§ **Exercise objective**: Can you revise everything from "British media reported" down to "could go under." in the report on the English football bail-out talks so that "Tuesday" becomes "Wednesday"?

(Reuters) - England’s soccer chiefs are set to face members of parliament next week to discuss why no agreement has been reached on a bail-out package for lower-tier clubs facing financial strain amid the COVID-19 pandemic.
The English Football League (EFL), representing the three divisions below the Premier League, last month rejected a 50 million pounds ($65 million) offer from the top flight saying it wanted a deal which covered all of its teams.
The Premier League said its offer was for League One and League Two and not for second-tier Championship clubs.
British media reported that Premier League chief executive Richard Masters, EFL chairman Rick Parry and Football Association chairman Greg Clarke will meet a Digital, Culture, Media and Sport (DCMS) committee on Tuesday.
“It’s a very unedifying sight when you’ve seen other sports coming together in order to find a way through this crisis,” DCMS chair Julian Knight told Sky Sports.
“Football just had a transfer window where they’ve spent 1.2 billion pounds where we have 12-15 EFL clubs in the emergency ward ... that are in a situation where they could go under.
“... They’ve been given a lot of space, a lot of time. I do know they’re talking now and I would like to think that over the last two weeks while we have set up this meeting that may have focused some minds, let’s hope that it has.
“You never know, they could be now on the cusp of putting a deal together and we can explore that deal in the committee.”

§ **Dataset extract**:

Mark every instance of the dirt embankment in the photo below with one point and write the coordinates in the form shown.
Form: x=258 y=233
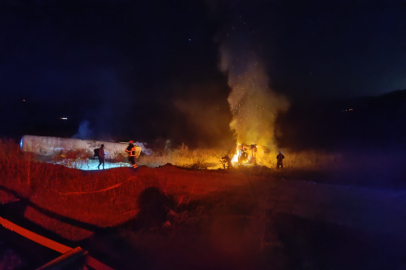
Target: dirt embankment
x=176 y=219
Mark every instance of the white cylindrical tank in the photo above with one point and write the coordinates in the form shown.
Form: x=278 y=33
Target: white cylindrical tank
x=50 y=146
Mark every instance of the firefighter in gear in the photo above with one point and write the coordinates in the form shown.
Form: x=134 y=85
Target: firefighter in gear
x=131 y=154
x=279 y=162
x=101 y=155
x=226 y=160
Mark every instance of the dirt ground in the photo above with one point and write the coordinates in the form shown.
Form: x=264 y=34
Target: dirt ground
x=172 y=218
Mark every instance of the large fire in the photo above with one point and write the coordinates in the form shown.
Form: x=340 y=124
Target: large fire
x=249 y=154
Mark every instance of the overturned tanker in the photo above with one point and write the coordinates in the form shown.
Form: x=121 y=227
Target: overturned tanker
x=51 y=146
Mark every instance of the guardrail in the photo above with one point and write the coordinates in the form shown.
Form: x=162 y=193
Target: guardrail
x=69 y=255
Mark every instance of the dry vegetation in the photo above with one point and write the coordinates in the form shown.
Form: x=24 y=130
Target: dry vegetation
x=73 y=193
x=225 y=207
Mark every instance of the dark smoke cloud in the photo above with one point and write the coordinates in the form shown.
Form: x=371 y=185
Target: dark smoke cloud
x=254 y=105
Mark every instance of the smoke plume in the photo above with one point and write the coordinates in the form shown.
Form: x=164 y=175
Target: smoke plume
x=253 y=104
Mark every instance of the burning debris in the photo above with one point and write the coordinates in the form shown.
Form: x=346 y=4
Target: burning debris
x=253 y=104
x=248 y=155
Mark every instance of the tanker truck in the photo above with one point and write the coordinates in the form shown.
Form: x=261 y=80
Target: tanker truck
x=53 y=146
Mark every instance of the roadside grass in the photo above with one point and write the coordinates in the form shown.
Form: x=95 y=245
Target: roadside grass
x=87 y=196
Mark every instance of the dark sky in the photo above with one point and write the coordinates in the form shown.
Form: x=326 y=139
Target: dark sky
x=149 y=69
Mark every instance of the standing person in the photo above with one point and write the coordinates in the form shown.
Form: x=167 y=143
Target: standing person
x=279 y=162
x=101 y=156
x=131 y=154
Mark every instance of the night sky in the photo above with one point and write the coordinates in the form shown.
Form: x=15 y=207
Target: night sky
x=150 y=70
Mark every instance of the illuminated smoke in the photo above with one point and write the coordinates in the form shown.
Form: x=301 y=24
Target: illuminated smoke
x=253 y=104
x=84 y=131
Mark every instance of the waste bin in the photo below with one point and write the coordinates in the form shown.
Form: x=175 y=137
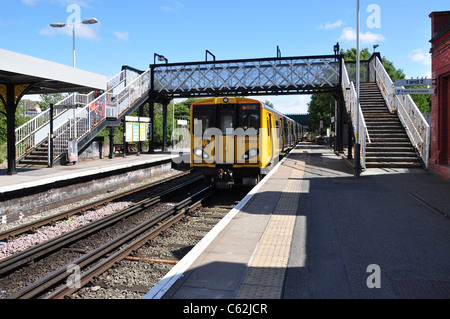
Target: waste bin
x=72 y=151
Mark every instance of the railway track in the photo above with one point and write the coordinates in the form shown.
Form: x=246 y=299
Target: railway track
x=33 y=226
x=23 y=268
x=135 y=275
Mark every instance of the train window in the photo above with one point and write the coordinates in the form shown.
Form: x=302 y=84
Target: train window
x=225 y=118
x=203 y=118
x=249 y=116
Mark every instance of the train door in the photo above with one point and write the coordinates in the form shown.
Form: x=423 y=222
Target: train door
x=226 y=120
x=269 y=137
x=202 y=146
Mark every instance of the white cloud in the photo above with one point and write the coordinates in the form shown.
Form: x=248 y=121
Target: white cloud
x=81 y=31
x=29 y=2
x=331 y=26
x=349 y=34
x=122 y=36
x=171 y=5
x=417 y=55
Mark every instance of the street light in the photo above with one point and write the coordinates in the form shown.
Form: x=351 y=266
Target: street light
x=62 y=25
x=357 y=144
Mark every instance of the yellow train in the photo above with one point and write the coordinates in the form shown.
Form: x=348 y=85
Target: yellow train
x=237 y=140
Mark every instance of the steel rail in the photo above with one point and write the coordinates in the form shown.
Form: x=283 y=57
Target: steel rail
x=49 y=246
x=106 y=264
x=66 y=214
x=38 y=287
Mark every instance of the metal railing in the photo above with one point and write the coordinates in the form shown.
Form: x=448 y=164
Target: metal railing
x=107 y=105
x=27 y=135
x=350 y=97
x=247 y=77
x=31 y=133
x=416 y=126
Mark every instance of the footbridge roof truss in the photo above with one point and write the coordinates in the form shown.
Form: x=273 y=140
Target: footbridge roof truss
x=268 y=76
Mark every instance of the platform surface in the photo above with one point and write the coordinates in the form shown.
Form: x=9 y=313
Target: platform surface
x=32 y=177
x=311 y=230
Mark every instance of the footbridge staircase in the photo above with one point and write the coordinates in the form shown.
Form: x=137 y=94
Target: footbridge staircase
x=270 y=76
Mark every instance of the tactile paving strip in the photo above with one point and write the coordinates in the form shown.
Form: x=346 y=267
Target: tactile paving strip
x=265 y=276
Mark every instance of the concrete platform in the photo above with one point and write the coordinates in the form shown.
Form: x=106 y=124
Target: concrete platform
x=35 y=190
x=311 y=230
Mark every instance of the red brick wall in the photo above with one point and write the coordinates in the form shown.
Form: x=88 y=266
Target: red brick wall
x=440 y=112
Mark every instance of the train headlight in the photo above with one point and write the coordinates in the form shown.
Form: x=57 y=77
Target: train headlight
x=252 y=152
x=198 y=152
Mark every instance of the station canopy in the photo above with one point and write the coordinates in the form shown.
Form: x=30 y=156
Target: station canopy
x=45 y=77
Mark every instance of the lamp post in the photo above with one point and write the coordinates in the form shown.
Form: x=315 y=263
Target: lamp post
x=375 y=46
x=62 y=25
x=160 y=58
x=357 y=145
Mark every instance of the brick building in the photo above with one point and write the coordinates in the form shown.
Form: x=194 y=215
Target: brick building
x=440 y=112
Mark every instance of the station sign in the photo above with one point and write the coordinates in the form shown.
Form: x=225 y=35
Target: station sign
x=410 y=82
x=414 y=91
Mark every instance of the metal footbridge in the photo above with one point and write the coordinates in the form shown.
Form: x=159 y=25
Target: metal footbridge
x=161 y=83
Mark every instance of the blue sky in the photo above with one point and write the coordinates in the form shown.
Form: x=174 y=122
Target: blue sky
x=130 y=32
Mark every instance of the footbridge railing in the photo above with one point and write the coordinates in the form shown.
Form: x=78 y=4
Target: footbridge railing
x=290 y=75
x=416 y=126
x=35 y=131
x=353 y=109
x=111 y=104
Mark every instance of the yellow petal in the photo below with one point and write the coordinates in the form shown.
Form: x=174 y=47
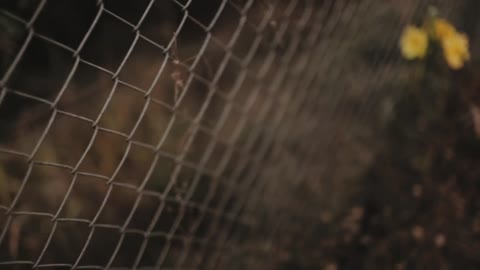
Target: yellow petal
x=414 y=42
x=455 y=49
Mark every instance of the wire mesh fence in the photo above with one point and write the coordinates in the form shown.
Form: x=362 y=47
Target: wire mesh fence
x=181 y=134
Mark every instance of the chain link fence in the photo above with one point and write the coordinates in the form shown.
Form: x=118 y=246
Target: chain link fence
x=188 y=134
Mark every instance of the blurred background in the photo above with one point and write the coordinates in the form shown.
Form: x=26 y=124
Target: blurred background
x=235 y=134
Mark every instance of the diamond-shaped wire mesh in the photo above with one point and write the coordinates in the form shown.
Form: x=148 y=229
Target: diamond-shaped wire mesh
x=181 y=134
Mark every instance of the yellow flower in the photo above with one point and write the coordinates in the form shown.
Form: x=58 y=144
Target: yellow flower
x=414 y=43
x=443 y=28
x=455 y=49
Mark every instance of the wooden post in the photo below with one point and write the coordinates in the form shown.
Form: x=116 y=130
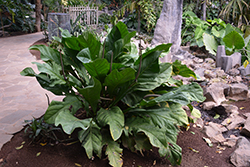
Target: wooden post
x=38 y=15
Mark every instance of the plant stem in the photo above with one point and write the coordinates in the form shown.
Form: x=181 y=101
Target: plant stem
x=2 y=22
x=140 y=54
x=62 y=66
x=111 y=62
x=103 y=49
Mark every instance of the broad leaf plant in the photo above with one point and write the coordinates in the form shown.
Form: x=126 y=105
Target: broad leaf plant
x=129 y=100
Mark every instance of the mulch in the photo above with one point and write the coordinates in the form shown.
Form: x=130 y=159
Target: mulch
x=195 y=151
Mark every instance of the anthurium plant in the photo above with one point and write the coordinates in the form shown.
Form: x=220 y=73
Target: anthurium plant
x=129 y=100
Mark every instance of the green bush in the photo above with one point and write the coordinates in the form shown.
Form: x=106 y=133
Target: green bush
x=16 y=16
x=128 y=100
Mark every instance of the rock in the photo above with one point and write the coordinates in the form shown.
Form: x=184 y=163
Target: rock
x=229 y=108
x=238 y=92
x=245 y=71
x=238 y=79
x=209 y=60
x=200 y=72
x=208 y=105
x=214 y=132
x=209 y=74
x=246 y=129
x=168 y=26
x=220 y=52
x=247 y=115
x=230 y=142
x=218 y=138
x=198 y=60
x=220 y=73
x=199 y=123
x=233 y=72
x=233 y=121
x=241 y=156
x=227 y=62
x=215 y=93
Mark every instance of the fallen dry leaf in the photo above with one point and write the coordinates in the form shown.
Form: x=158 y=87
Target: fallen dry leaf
x=154 y=163
x=43 y=144
x=18 y=148
x=76 y=164
x=208 y=141
x=218 y=152
x=193 y=150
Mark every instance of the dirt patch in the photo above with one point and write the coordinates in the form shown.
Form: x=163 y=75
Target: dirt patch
x=62 y=155
x=243 y=105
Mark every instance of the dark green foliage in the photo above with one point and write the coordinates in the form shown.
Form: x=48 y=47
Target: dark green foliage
x=128 y=99
x=15 y=15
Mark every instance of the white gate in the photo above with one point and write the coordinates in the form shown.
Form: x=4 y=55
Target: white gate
x=89 y=15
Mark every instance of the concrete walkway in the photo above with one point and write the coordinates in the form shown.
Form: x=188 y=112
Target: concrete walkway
x=21 y=98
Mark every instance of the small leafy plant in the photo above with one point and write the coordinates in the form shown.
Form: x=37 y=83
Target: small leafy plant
x=127 y=99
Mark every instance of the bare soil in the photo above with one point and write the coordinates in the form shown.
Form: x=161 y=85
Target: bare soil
x=195 y=151
x=62 y=155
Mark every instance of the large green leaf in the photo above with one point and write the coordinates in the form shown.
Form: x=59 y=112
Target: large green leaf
x=192 y=91
x=114 y=118
x=69 y=103
x=53 y=70
x=50 y=85
x=173 y=153
x=210 y=43
x=47 y=53
x=70 y=60
x=69 y=122
x=112 y=37
x=163 y=115
x=89 y=40
x=91 y=140
x=156 y=135
x=199 y=32
x=91 y=93
x=116 y=78
x=182 y=70
x=161 y=48
x=234 y=40
x=84 y=56
x=98 y=68
x=72 y=43
x=133 y=99
x=46 y=82
x=28 y=72
x=183 y=95
x=151 y=78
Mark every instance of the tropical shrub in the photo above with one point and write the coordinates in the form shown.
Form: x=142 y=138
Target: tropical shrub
x=16 y=16
x=126 y=99
x=212 y=33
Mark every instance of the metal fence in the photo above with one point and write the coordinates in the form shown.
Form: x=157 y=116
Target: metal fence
x=89 y=15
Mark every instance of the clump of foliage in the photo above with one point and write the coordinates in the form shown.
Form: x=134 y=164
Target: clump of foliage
x=212 y=33
x=147 y=12
x=127 y=99
x=16 y=16
x=38 y=130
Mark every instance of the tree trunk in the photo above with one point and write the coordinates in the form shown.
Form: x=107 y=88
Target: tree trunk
x=168 y=27
x=38 y=15
x=197 y=6
x=204 y=10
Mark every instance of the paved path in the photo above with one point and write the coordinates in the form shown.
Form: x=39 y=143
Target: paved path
x=21 y=98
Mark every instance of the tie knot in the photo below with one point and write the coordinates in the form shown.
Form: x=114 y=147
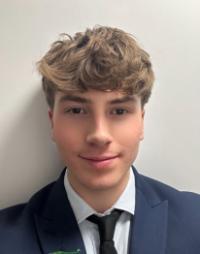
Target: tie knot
x=106 y=224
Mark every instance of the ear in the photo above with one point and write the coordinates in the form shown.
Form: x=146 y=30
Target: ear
x=50 y=114
x=142 y=125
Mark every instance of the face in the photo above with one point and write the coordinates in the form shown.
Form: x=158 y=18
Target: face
x=97 y=134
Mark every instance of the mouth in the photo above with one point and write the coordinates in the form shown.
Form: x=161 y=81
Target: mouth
x=99 y=158
x=100 y=161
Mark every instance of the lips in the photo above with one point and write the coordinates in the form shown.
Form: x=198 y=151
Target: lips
x=99 y=158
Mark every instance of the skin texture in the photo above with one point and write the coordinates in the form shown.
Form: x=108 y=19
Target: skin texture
x=98 y=136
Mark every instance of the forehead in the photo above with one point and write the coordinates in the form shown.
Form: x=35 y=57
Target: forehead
x=96 y=97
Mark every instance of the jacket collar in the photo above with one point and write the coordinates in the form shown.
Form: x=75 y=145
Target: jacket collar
x=58 y=230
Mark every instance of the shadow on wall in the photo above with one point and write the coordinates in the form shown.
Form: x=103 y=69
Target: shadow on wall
x=30 y=159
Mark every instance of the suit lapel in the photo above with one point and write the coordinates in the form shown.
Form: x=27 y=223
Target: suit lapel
x=56 y=225
x=149 y=229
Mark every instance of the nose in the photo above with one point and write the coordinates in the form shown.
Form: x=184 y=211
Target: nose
x=98 y=134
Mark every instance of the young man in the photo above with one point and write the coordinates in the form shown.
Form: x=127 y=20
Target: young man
x=96 y=85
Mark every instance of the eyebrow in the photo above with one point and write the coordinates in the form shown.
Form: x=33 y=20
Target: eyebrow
x=75 y=98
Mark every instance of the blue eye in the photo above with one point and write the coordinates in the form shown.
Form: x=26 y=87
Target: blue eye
x=75 y=111
x=119 y=111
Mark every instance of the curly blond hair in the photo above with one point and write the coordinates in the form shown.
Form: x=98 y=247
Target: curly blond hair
x=102 y=58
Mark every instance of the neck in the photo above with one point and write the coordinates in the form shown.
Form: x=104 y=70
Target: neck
x=101 y=199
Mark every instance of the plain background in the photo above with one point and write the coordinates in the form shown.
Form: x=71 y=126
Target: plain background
x=168 y=30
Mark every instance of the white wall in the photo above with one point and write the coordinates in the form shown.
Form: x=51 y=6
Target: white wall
x=168 y=30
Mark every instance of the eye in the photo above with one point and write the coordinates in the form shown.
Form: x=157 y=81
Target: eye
x=119 y=111
x=75 y=111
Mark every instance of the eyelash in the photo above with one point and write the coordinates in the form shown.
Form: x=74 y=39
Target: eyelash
x=74 y=110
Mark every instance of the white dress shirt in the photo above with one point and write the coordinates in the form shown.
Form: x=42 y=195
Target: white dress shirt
x=89 y=230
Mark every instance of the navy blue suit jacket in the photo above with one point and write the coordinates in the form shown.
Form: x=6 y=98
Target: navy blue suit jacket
x=166 y=221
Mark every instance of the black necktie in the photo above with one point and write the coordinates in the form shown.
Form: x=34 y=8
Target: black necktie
x=106 y=225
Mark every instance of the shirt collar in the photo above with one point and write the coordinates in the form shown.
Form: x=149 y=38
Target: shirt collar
x=82 y=210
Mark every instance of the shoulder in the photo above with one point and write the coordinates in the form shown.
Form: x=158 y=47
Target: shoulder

§ **Response to the task**:
British media reported that Premier League chief executive Richard Masters, EFL chairman Rick Parry and Football Association chairman Greg Clarke will meet a Digital, Culture, Media and Sport (DCMS) committee on Wednesday.
“It’s a very unedifying sight when you’ve seen other sports coming together in order to find a way through this crisis,” DCMS chair Julian Knight told Sky Sports.
“Football just had a transfer window where they’ve spent 1.2 billion pounds where we have 12-15 EFL clubs in the emergency ward ... that are in a situation where they could go under.